*Extrait:*
=-=-=

« Ce que je retiens de ma visite en Ukraine, c'est que l'économie ukrainienne fonctionne ». Prononcés par la directrice du Fonds monétaire international (FMI) Kristalina Georgieva, lors d'une visite à Kiev l'an dernier, ces mots peuvent étonner si l'on songe aux destructions colossales provoquées par la guerre avec la Russie qui entre ce samedi dans sa troisième année. Et pourtant, tant bien que mal, l'économie ukrainienne résiste, à l'image de celle de son armée et de sa population. Les récents indicateurs macro-économiques du pays en témoignent... Après un plongeon de 30% en 2022, le PIB reprend s'est redressé l'an dernier avec une croissance de 5%. L'activité économique devrait encore légèrement progresser cette année de 1% à 3%. Et ce malgré une très forte inflation de 25% l'an dernier.
« Après les destructions initiales de 2022, l'économie ukrainienne s'est réorganisée, explique Tim Bulman, économiste senior et chef du bureau Ukraine à l'OCDE. Tout au long de l'année 2023, l'économie s'est stabilisée et a commencé à récupérer une partie de ses pertes antérieures. Les dernières estimations suggèrent que la production a augmenté d'environ 5,5 % en 2023. »
Avocat d'affaires au cabinet français Jeantet (détenteur d'une filiale en Ukraine) et président de la CCI France-Ukraine, Bertrand Barrier abonde : « L'économie tourne à 70% par rapport à avant la guerre. Les gens ont compris qu'il était primordial d'en assurer la continuité, cela fait partie de l'effort de guerre.» D'autant qu'environ 80% du territoire ne se trouve pas en zone de guerre intensive, fait-il remarquer. Kiev, la capitale du pays et ses alentours, jouent le rôle de locomotive, avec de nombreuses entreprises qui continuent à fonctionner. « Notamment, celles du commerce qui permettent à beaucoup de magasins de rester achalandés », précise Bertrand Barrier.
Le secteur bancaire et la tech parmi les plus résistants
Le secteur bancaire ukrainien ne s'est pas non plus effondré non plus. Dès le début du conflit, le gouvernement a pris des mesures permettant de le préserver. Notamment en interdisant la fuite des capitaux d'entreprises ukrainiennes à l'étranger, ce qui permet aux banques de conserver un niveau de liquidités raisonnable. Les aides financières européennes, ainsi que le rendement des taux obligataires, élevés dans le pays (15%), jouent également un rôle décisif dans le maintien du système financier ukrainien.
En forte croissance avant le conflit, le secteur technologique résiste lui aussi. Notamment, les entreprises liées à la cybersécurité ou à la construction de drones, des armes stratégiques et indispensables à la défense militaire. La sous-traitance informatique, qui assure le maintien de l'infrastructure numérique ukrainienne, s'est aussi maintenue.

=-=-=

*Consignes:*
1. Résumez sous forme de liste le paragraphe de l'extrait sur l'économie ukrainienne qui commence par « En forte croissance avant le conflit », en conservant ses faits principaux.
2. Poursuivez l'extrait sur l'économie ukrainienne à partir de sa dernière phrase.
Les entrées qui suivent constituent un matériau distinct de l'extrait.

*Entrées enregistrées:*
=-=-=

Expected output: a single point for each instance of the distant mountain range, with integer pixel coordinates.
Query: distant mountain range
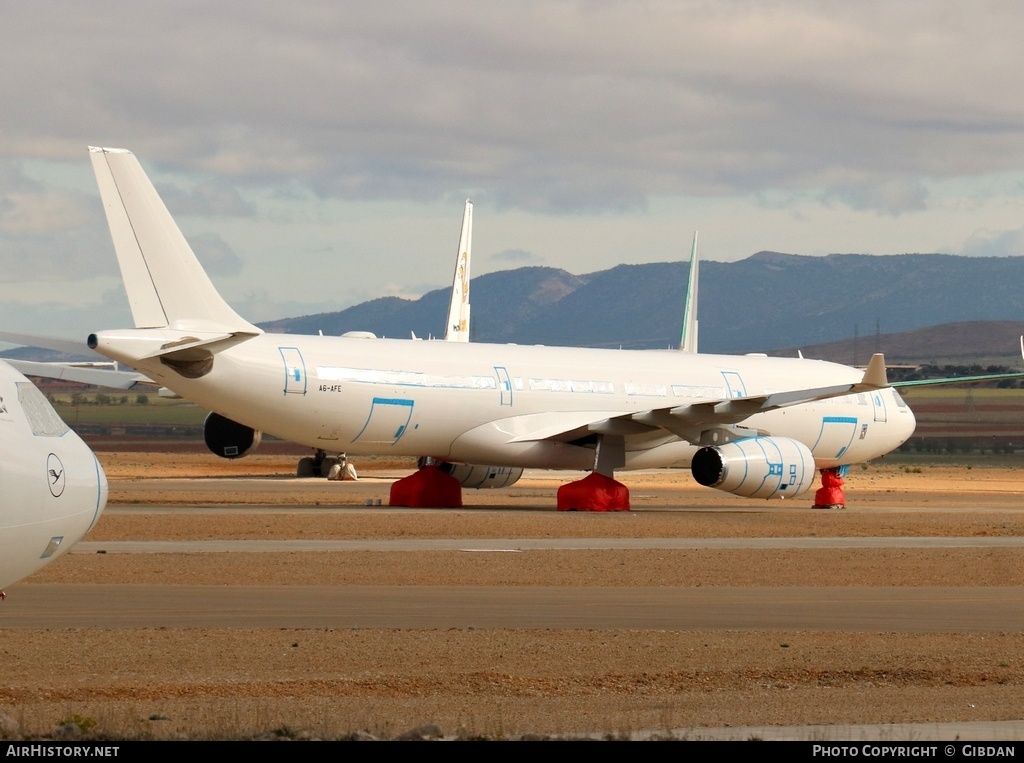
(764, 302)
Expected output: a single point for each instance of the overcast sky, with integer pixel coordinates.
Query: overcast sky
(317, 155)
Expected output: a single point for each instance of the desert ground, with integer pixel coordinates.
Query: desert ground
(229, 682)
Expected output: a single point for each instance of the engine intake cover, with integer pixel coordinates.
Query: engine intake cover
(756, 467)
(227, 438)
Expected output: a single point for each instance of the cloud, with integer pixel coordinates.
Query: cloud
(216, 255)
(985, 243)
(552, 107)
(886, 196)
(207, 199)
(514, 257)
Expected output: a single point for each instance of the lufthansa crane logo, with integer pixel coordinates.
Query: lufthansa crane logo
(54, 475)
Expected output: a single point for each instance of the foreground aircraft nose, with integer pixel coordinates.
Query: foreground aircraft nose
(53, 489)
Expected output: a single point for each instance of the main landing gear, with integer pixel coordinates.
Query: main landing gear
(599, 491)
(427, 488)
(322, 465)
(829, 495)
(431, 488)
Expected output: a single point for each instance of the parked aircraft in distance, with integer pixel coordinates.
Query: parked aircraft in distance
(53, 490)
(754, 426)
(457, 326)
(688, 338)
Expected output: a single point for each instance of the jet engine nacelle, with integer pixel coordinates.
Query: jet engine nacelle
(756, 467)
(480, 477)
(227, 438)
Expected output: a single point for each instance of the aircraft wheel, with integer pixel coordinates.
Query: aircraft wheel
(326, 465)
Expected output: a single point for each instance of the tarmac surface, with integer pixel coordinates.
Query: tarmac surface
(898, 621)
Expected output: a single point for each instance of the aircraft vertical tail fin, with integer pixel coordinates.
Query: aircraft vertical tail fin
(166, 284)
(457, 328)
(688, 340)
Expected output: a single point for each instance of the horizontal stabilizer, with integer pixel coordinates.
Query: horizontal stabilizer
(97, 377)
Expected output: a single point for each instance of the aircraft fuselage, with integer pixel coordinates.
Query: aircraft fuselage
(503, 404)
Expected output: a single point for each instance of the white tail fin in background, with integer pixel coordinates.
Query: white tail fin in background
(166, 285)
(688, 340)
(457, 328)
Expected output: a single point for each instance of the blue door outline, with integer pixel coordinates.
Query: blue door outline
(388, 420)
(295, 371)
(504, 384)
(835, 425)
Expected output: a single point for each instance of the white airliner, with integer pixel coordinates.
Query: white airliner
(52, 490)
(755, 426)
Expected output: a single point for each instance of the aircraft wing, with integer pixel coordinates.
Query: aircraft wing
(690, 420)
(98, 377)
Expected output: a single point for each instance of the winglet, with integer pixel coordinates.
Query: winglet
(688, 340)
(457, 327)
(875, 374)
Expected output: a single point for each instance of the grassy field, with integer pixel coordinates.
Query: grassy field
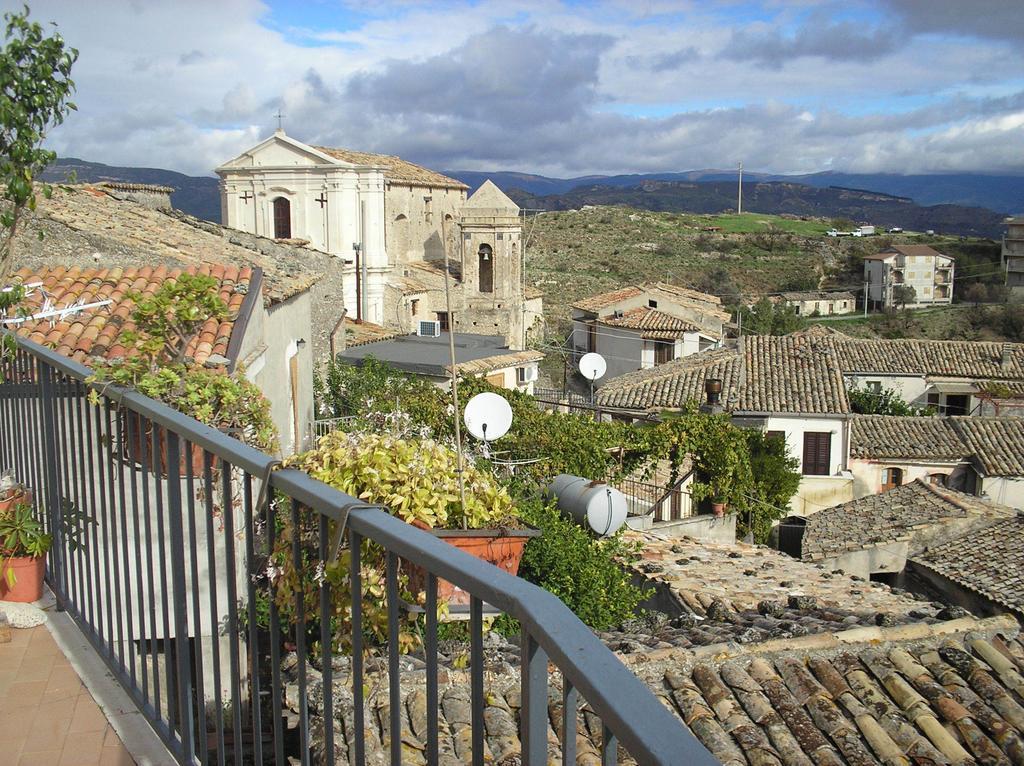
(573, 254)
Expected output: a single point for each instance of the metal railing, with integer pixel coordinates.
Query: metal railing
(324, 426)
(163, 528)
(666, 504)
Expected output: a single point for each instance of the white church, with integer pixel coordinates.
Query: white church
(389, 221)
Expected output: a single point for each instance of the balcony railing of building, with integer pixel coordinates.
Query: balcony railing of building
(163, 528)
(669, 504)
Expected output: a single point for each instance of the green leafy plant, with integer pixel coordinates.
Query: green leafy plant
(883, 401)
(22, 535)
(775, 478)
(170, 317)
(417, 479)
(35, 92)
(582, 570)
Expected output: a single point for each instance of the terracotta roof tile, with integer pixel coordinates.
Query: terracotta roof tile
(396, 170)
(890, 516)
(93, 333)
(654, 324)
(988, 560)
(804, 372)
(172, 241)
(995, 443)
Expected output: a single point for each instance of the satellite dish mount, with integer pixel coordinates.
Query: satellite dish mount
(487, 417)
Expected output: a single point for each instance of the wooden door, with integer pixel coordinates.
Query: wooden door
(282, 218)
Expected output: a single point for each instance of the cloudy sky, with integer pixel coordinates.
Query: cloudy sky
(562, 89)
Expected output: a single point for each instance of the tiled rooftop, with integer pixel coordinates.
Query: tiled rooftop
(909, 694)
(891, 516)
(804, 372)
(94, 332)
(396, 170)
(359, 333)
(674, 383)
(654, 324)
(820, 295)
(82, 223)
(988, 560)
(995, 444)
(741, 576)
(708, 303)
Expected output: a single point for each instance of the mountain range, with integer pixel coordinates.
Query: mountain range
(1003, 194)
(965, 204)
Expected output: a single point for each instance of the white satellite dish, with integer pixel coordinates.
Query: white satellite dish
(593, 366)
(487, 416)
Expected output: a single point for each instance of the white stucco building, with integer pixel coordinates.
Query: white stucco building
(389, 222)
(641, 327)
(796, 388)
(919, 266)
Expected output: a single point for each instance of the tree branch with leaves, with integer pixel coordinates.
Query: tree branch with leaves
(35, 95)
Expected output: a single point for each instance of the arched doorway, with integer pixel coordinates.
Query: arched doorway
(282, 218)
(891, 478)
(486, 264)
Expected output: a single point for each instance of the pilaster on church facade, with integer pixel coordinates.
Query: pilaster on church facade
(388, 221)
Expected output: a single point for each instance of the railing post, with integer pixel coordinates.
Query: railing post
(186, 721)
(47, 397)
(534, 719)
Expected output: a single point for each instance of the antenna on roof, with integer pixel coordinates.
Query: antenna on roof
(487, 417)
(592, 366)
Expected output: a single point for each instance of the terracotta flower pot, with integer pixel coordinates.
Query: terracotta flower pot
(28, 579)
(503, 548)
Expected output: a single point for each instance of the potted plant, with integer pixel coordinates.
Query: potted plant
(23, 555)
(417, 480)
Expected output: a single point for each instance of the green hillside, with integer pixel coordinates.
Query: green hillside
(572, 254)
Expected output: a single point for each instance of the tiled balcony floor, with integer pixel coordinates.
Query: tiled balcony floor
(47, 716)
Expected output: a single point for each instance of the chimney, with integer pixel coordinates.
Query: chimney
(713, 389)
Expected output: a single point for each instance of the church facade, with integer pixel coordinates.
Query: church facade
(388, 222)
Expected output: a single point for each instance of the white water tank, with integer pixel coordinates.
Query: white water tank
(592, 504)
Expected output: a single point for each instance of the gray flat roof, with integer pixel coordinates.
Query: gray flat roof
(426, 355)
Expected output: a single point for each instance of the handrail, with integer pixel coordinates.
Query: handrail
(629, 710)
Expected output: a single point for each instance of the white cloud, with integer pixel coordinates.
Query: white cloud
(542, 87)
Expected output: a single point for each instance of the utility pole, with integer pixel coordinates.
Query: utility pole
(739, 193)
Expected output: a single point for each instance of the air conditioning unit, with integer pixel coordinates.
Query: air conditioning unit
(428, 329)
(525, 375)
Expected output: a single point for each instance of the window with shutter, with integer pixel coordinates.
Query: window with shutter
(282, 218)
(664, 351)
(817, 453)
(891, 478)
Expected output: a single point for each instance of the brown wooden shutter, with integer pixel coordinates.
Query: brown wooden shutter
(817, 453)
(282, 218)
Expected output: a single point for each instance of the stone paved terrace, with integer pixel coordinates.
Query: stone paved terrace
(47, 716)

=-=-=

*Corrigé de l'exercice:*
1.
- Le secteur technologique, en forte croissance avant le conflit, résiste.
- Les entreprises de cybersécurité et de construction de drones, armes stratégiques pour la défense, tiennent bon.
- La sous-traitance informatique, qui entretient l'infrastructure numérique du pays, s'est maintenue.

2.
Les industries traditionnelles se redressent en 2023
Dans le même temps, les industries traditionnelles du pays ont retrouvé quelques couleurs. L'agriculture notamment. Selon l'expert de l'OCDE, la récolte agricole de 2023 a été bonne, grâce à des conditions météorologiques favorables et la reprise des exportations par la mer Noire. La production de betteraves sucrières par exemple a même dépassé celle d'avant-guerre.
« L'activité minière et les activités connexes se sont, elles, également redressées. Et l'activité de l'industrie métallurgique, autrefois puissante, s'est stabilisée, bien qu'elle ne représente encore qu'une fraction des niveaux d'avant-guerre », liste Tim Bulman.
Quant à la production d'énergie, elle est selon lui restée stable au cours des derniers mois, soutenant l'activité économique et les conditions de vie des Ukrainiens. Ceci, malgré les nombreuses tentatives de destructions de ces infrastructures par l'armée russe. « L'Ukraine est même redevenue un exportateur net d'électricité vers l'UE », précise l'économiste.
Une résilience économique qui était loin d'être acquise
Cette prouesse était pourtant loin d'être acquise tant l'économie du pays revient de loin.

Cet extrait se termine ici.